* Çalışma konuları *
A) Turizm diplomasisi metninin "Diplomasi toplumlar" ile "da önü açılacaktır." arasındaki bölümünü, bu iki ifade de dahil olmak üzere, olduğu gibi verin.
B) Turizm diplomasisi metnine göre salgın hangi iki süreci devrime dönüştürdü?
C) Turizm diplomasisi metnini son cümlesinden sonra devam ettirerek yazın.

____ Metin bloğu

Daha Çok Turizm Diplomasisi
Turizm, iletişim ve
özgürlük demek…
En temel insan
haklarından seyahat özgürlüğü bu defa insanlığın iyiliği için aniden kısıtlandı
ve buna bir virüs neden oldu.
Koronavirüs
salgınının insanlığı getirdiği nokta ve bundan sonrasına ilişkin senaryoların
yaklaşık iki yıldır içindeyiz…
Aslında yeni gibi
konuştuğumuz her şey gündemimizdeydi ve belki de ayak sürüyorduk…Bu salgın iki
önemli süreci “devrim”e dönüştürdü ve biz bunu anlamalıyız: Dijital Devrim ve
Yeşil Devrim.
Bu noktada değişmeyen
ve daha da güçlenmesi gereken ise “işbirliği” ve daha çok “iletişim” ihtiyacı.
Diplomasi toplumlar
arasındaki iletişime olanak sağlayan, ortam hazırlayan ve daha da güçlendiren
çok önemli bir araç. Turizm diplomasisi de bu anlamda çok değerli.
Salgının adeta
durdurduğu turizm sektörü yeni kodlarla tekrar canlanmak istiyorsa mutlaka diplomasi
enstrümanını çalıştırmalı. Böylece işbirliği olanakları artıp “birlikte” ve
“daha güçlü” canlanmanın da önü açılacaktır.

________
____ Kaynak malzeme

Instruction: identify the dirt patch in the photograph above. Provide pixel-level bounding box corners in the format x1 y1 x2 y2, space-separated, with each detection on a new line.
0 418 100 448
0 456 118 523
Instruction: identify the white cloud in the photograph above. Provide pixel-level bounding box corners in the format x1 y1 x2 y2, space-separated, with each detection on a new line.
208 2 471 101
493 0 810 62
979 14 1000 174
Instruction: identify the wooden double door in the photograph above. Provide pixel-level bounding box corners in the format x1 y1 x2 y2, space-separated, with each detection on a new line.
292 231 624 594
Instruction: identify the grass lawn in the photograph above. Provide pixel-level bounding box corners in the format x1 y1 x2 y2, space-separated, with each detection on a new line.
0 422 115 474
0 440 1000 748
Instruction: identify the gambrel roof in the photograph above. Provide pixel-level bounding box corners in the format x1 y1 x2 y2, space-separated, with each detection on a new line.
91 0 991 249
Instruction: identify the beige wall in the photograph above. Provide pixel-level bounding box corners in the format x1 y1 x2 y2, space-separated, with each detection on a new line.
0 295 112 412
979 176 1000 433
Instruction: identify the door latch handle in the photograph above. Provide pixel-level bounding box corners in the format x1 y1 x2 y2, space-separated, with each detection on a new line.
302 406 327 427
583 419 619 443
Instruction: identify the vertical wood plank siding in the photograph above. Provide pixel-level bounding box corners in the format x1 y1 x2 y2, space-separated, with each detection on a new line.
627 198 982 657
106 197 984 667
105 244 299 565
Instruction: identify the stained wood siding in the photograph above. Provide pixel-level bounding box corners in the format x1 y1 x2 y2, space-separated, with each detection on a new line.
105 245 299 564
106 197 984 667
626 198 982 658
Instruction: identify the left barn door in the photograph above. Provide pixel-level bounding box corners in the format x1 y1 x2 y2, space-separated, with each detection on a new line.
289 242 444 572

________

* Alıştırma cevapları *
A)
Diplomasi toplumlar
arasındaki iletişime olanak sağlayan, ortam hazırlayan ve daha da güçlendiren
çok önemli bir araç. Turizm diplomasisi de bu anlamda çok değerli.
Salgının adeta
durdurduğu turizm sektörü yeni kodlarla tekrar canlanmak istiyorsa mutlaka diplomasi
enstrümanını çalıştırmalı. Böylece işbirliği olanakları artıp “birlikte” ve
“daha güçlü” canlanmanın da önü açılacaktır.

B) Dijital Devrim ve Yeşil Devrim.

C)
Bu noktada kurumlara
çok iş düşüyor. Kamu, özel ve sivil tüm turizm kuruluşlarının uluslararası
düzeyde çeşitli ilişkiler geliştirmesi, işbirliklerini çoğaltması ve salgın
sonrası yeni paradigmayı ön görerek destinasyonlarının hikâyelerini duyurmaları
gerekiyor...Ya da yeni bir hikaye yazmaları…
Verimlilik
Turizm faaliyetlerinin
başarısı günümüzde artık sayılarla değil verimlilikle ifade ediliyor.
Verimli turizm faaliyetleri
yerel halkın ve turizmcilerin birlikte kendilerini iyi hissetmelerine bağlı...
İşte bu anlayış turizmde bir
değişimi beraberinde getiriyor; destinasyon tanıtımı yerine destinasyon
yönetimi öne çıkıyor.
Bir de bu gelişmeler yeşil
devrim ilkeleri ve net sıfır emisyon hedefleriyle örtüştüğünde sayılar OUT
verimlilik ise IN oluyor.
Tam Zamanı
Turizmin Güney Avrupa’da
“bacasız sanayi” ve “döviz kazandırıcı” bir anlayışla büyüdüğü 60’ların ve
70’lerin ardından 80’lerde gelişen “kültür” ve “sürdürülebilirlik”
yaklaşımlarını ülke olarak genel anlamda on yıl geriden takip ettik.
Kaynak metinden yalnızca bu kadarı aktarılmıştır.